• [INSTRUCTIONS FOR THE TASK]: Scale the records from the line containing "Where can the torn" through the end of the records, both included, and write those lines out again, requests included. Multiply every point coordinate by 0.55 and round to the nearest whole number, with halves rounded up.

• [DATA TO USE]:
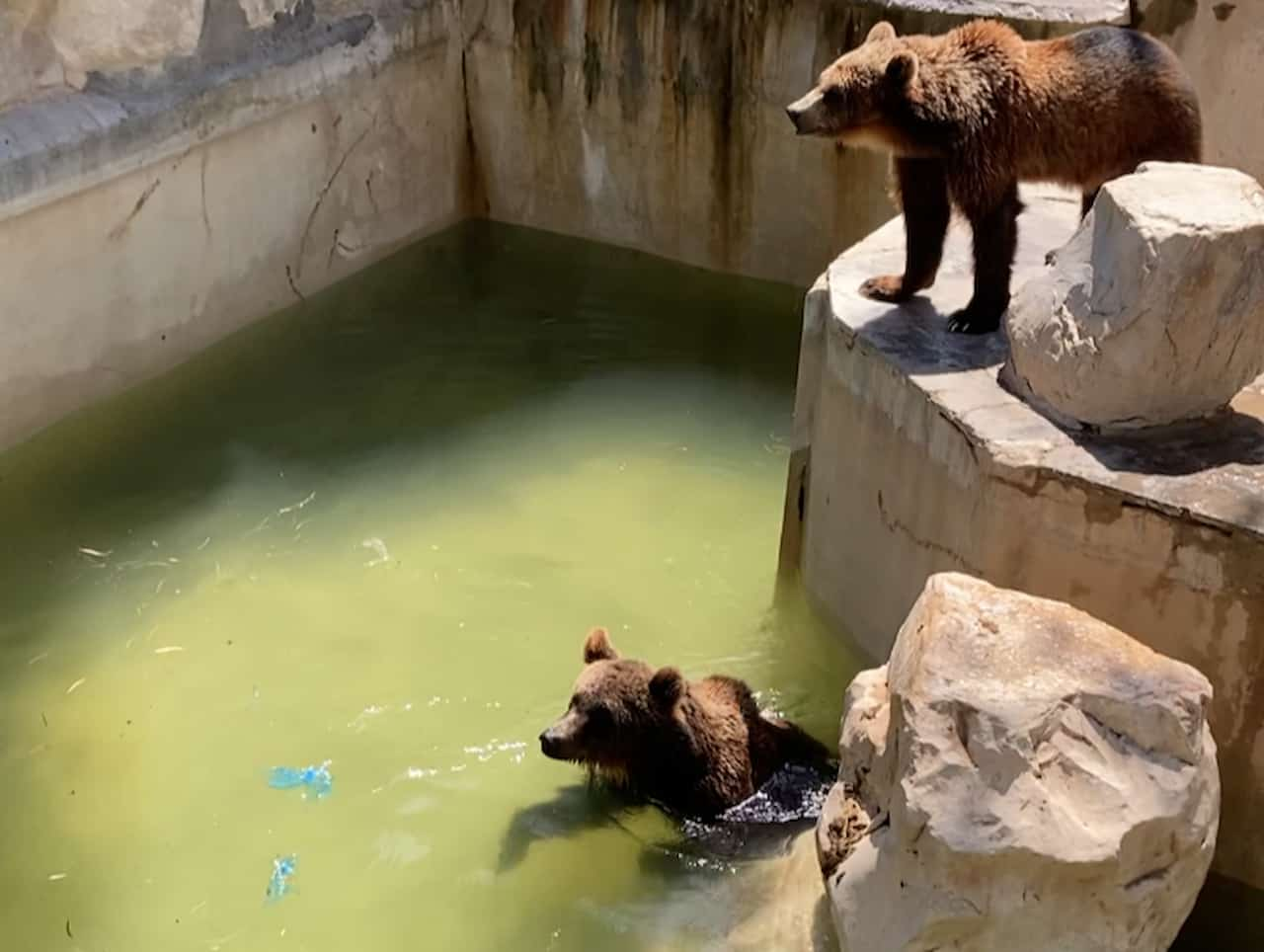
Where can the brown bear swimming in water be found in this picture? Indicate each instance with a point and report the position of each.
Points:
(970, 114)
(694, 748)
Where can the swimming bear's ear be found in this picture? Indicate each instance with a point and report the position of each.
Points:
(598, 648)
(902, 68)
(880, 32)
(667, 688)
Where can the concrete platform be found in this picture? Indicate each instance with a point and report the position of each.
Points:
(908, 458)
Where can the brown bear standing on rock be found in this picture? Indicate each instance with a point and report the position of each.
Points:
(695, 749)
(972, 113)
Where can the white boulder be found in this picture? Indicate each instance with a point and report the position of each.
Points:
(1023, 776)
(1154, 311)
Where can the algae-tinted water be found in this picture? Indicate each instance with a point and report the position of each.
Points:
(374, 528)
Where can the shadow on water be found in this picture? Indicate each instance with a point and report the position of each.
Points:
(574, 809)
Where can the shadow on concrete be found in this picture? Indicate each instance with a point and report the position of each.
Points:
(915, 337)
(1182, 449)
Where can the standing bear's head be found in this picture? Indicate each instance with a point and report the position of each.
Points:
(858, 96)
(619, 711)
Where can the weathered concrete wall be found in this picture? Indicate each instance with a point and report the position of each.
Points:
(910, 459)
(184, 212)
(662, 125)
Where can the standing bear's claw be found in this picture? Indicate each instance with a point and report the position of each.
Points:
(886, 287)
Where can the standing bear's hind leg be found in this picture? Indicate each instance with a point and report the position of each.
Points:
(996, 239)
(923, 194)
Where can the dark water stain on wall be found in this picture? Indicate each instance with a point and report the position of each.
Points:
(704, 68)
(540, 27)
(1163, 17)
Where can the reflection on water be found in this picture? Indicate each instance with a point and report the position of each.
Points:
(373, 531)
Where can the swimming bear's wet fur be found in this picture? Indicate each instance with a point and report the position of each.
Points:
(694, 748)
(970, 114)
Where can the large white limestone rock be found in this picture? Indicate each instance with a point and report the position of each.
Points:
(1154, 311)
(1019, 776)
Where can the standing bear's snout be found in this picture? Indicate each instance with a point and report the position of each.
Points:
(804, 114)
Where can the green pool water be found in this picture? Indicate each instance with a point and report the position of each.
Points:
(374, 530)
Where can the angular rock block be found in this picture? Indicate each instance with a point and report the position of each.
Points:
(1019, 776)
(1154, 311)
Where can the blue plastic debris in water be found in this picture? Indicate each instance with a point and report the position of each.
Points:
(315, 779)
(282, 869)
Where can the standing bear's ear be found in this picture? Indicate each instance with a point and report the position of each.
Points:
(880, 32)
(667, 688)
(598, 648)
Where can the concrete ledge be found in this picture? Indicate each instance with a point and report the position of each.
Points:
(908, 459)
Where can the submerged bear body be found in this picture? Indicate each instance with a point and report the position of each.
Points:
(695, 748)
(970, 114)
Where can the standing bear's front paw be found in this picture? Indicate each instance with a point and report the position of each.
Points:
(978, 319)
(886, 287)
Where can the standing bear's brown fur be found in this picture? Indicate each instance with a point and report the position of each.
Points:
(971, 113)
(695, 748)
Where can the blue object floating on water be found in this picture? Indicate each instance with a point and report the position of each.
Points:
(315, 779)
(282, 869)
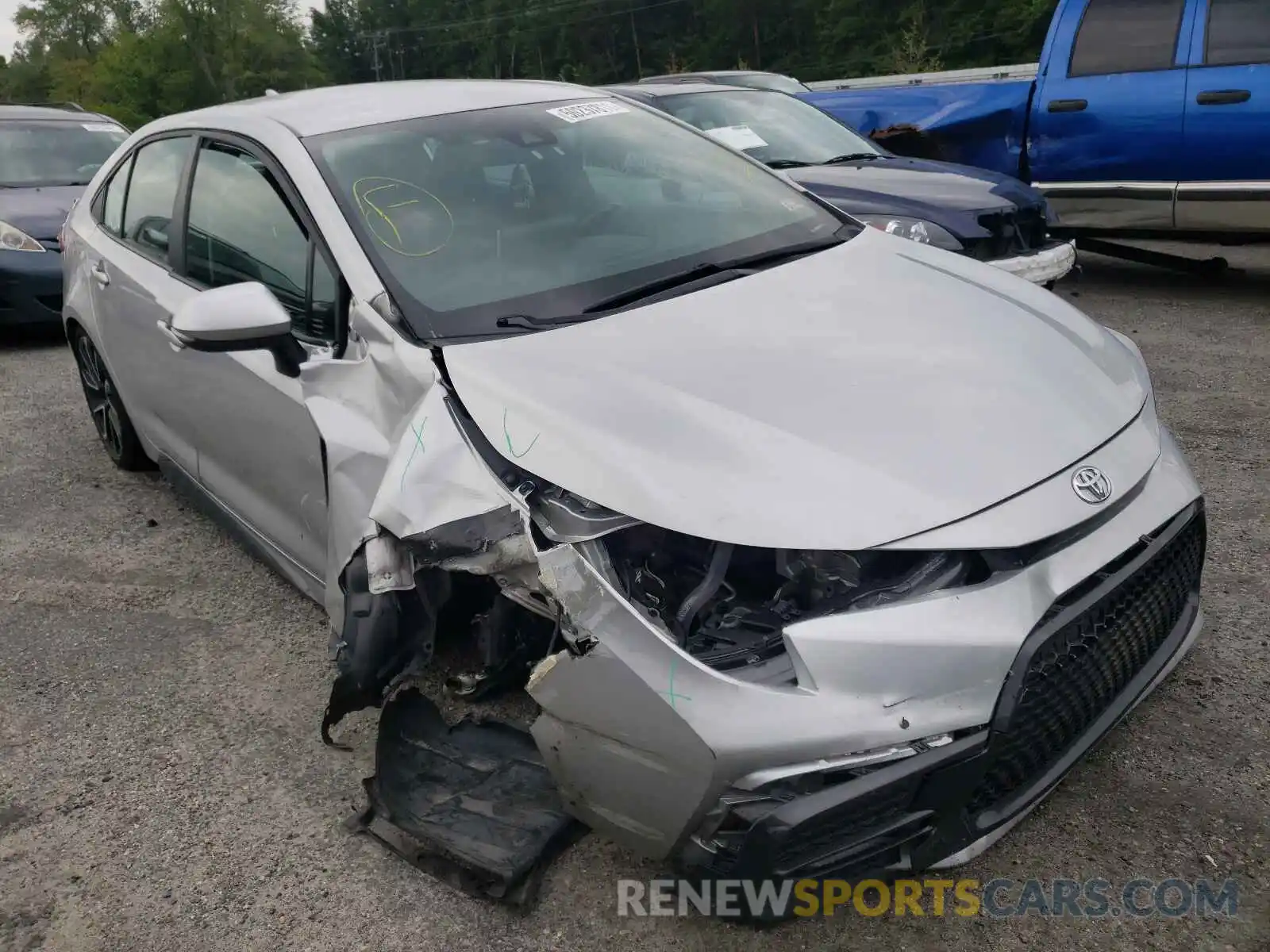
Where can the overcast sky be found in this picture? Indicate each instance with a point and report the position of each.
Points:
(10, 36)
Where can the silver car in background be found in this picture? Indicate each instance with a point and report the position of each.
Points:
(821, 551)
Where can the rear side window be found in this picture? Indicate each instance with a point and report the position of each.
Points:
(1127, 36)
(1238, 32)
(241, 228)
(148, 207)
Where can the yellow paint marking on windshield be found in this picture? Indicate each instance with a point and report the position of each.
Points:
(372, 211)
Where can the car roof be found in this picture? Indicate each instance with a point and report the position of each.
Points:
(41, 113)
(313, 112)
(711, 73)
(660, 90)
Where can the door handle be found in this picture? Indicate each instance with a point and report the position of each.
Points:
(175, 338)
(1223, 97)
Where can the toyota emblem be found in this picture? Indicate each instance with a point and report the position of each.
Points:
(1091, 486)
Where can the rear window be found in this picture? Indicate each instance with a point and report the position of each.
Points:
(55, 152)
(1127, 36)
(1238, 32)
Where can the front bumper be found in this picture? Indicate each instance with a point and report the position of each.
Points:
(1095, 655)
(648, 746)
(31, 289)
(1043, 266)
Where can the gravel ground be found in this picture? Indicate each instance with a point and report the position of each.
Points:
(163, 784)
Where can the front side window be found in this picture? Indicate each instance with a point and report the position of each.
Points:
(148, 209)
(770, 126)
(112, 203)
(241, 228)
(44, 152)
(544, 209)
(1238, 32)
(1127, 36)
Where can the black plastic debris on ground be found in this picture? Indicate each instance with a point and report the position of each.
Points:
(471, 804)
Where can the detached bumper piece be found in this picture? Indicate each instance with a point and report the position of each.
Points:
(1043, 266)
(470, 804)
(1083, 668)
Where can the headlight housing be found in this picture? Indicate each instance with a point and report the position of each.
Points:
(16, 240)
(925, 232)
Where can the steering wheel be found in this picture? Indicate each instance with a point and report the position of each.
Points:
(597, 219)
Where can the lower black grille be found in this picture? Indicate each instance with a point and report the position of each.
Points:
(1083, 666)
(829, 831)
(1011, 232)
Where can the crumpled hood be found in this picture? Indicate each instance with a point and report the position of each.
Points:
(952, 196)
(38, 211)
(840, 401)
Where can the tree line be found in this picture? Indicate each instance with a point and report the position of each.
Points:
(137, 60)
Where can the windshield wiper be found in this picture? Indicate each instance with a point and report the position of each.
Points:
(850, 158)
(725, 271)
(803, 248)
(526, 321)
(656, 287)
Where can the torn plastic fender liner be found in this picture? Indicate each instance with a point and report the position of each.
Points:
(616, 727)
(384, 634)
(470, 804)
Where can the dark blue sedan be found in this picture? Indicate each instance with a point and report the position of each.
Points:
(995, 219)
(48, 156)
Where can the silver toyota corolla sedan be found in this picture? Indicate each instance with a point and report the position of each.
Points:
(822, 552)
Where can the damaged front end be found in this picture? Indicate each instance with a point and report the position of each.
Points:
(635, 641)
(741, 711)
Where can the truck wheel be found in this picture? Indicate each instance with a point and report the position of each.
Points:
(105, 406)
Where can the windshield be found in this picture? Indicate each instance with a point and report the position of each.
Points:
(41, 152)
(546, 209)
(768, 126)
(766, 80)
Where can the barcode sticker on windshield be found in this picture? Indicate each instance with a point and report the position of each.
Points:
(587, 111)
(737, 137)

• [REPLY TO THE EXERCISE]:
Where can the torn plastic fender liner be found in this picture? Indicate each instance with a point and report the position of each.
Points:
(339, 400)
(211, 349)
(259, 442)
Where can the dark blue sedan be found in this picture? Indicate each instance with a point and report the position of each.
Points:
(547, 120)
(26, 86)
Where can the silver toyota corolla sedan be found in this picture? Indicate each instance with a point and report the position of each.
Points:
(452, 304)
Where can the damaged front end be found in this picture? Indicate each instance with a point and report the position of each.
Points:
(349, 353)
(408, 391)
Where can the truck wheel be found in this picture? Indicate each instance with a point and report the position of each.
Points:
(58, 223)
Where can the windshield be found in this picture? Indicate each instance with a point and report the position of each.
Points:
(23, 84)
(300, 115)
(422, 69)
(421, 44)
Where can the barcode sticker on windshield be found in this picture? Indicate each instance with a point and report the position of each.
Points:
(323, 61)
(405, 75)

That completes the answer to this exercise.